__Supplied information__
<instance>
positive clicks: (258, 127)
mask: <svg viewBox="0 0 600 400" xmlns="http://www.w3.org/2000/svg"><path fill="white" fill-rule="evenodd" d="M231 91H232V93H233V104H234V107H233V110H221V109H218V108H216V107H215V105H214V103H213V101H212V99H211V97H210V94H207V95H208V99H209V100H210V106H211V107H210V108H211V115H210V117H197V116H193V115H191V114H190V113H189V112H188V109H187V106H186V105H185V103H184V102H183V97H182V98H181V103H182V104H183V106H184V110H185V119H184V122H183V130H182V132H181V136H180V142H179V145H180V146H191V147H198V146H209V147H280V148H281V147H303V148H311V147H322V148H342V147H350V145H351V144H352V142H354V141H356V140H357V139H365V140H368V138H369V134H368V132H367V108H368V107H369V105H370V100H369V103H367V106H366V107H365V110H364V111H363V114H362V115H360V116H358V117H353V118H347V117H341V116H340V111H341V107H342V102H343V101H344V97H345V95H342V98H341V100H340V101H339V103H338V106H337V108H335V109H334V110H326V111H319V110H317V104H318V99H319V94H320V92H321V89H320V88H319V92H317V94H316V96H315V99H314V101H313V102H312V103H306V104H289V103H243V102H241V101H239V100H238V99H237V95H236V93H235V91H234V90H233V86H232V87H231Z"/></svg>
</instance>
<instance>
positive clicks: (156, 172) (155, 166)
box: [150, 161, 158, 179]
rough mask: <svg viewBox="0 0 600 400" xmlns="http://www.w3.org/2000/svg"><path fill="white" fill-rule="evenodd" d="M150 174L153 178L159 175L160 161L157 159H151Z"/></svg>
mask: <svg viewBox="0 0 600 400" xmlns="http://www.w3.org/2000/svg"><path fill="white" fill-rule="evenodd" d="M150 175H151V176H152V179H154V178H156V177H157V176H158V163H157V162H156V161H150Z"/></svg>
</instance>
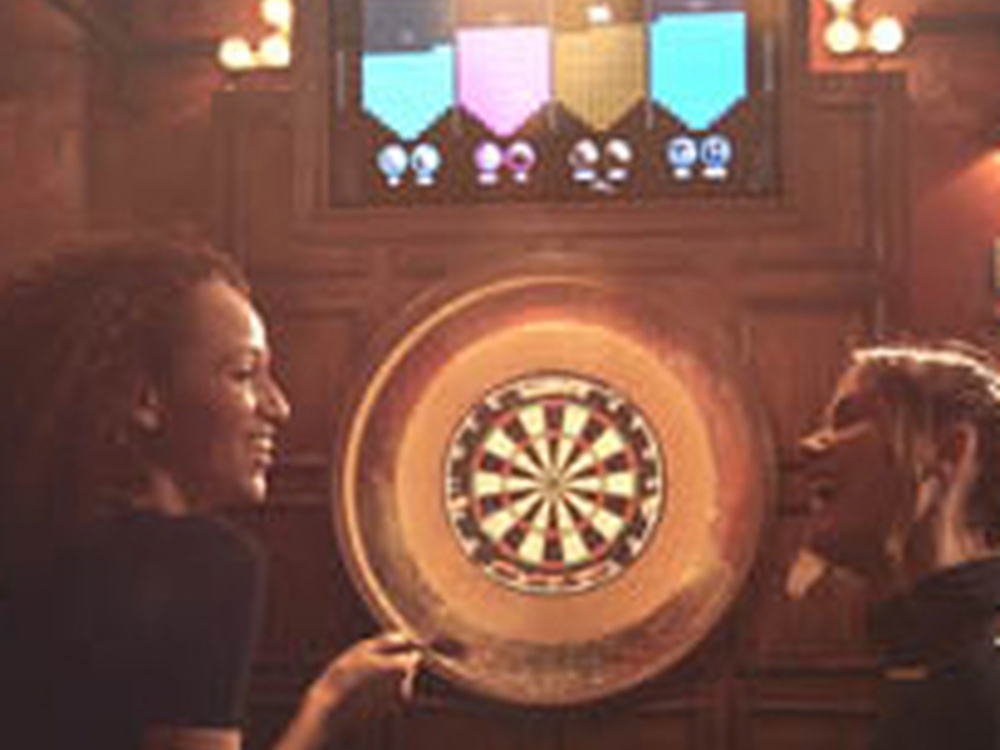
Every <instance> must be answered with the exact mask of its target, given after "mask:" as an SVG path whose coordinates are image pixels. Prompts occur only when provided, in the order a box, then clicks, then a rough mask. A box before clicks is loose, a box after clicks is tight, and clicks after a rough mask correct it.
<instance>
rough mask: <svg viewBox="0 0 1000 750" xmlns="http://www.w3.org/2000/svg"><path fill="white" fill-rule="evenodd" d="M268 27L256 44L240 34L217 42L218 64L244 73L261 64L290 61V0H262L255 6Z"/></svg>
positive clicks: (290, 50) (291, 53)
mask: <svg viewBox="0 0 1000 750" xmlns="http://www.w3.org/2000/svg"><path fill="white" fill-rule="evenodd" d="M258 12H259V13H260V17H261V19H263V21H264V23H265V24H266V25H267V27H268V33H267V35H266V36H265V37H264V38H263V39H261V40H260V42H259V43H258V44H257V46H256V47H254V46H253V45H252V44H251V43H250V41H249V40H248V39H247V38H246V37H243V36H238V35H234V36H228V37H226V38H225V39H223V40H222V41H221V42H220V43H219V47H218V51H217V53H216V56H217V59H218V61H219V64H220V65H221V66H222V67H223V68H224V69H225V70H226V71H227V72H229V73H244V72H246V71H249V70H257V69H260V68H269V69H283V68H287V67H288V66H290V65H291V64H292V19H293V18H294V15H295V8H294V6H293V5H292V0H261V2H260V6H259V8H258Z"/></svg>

__Exercise brief__
Using the data above, copy exactly the lines from the one containing "positive clicks: (156, 172) (155, 166)" to the one containing "27L256 44L240 34L217", inclusive. Exclude the pictures.

__Solved problem__
positive clicks: (156, 172) (155, 166)
box: [150, 161, 158, 179]
rough mask: <svg viewBox="0 0 600 400" xmlns="http://www.w3.org/2000/svg"><path fill="white" fill-rule="evenodd" d="M150 174L153 178L159 175L160 161L157 159H151Z"/></svg>
mask: <svg viewBox="0 0 600 400" xmlns="http://www.w3.org/2000/svg"><path fill="white" fill-rule="evenodd" d="M150 175H151V176H152V179H154V178H156V177H157V176H158V163H157V162H156V161H150Z"/></svg>
</instance>
Every <instance> must be answered with the exact mask of its target, given after "mask:" as an SVG path whose coordinates are image pixels. Prompts occur only when provided, in the order a box, then clicks, then a rough mask. A box before clicks is loose, a box after clicks is tight, and clicks after a rough mask correct it.
<instance>
rough mask: <svg viewBox="0 0 1000 750" xmlns="http://www.w3.org/2000/svg"><path fill="white" fill-rule="evenodd" d="M268 27L256 44L240 34L217 42L218 64L244 73L261 64L290 61V0H262L255 6Z"/></svg>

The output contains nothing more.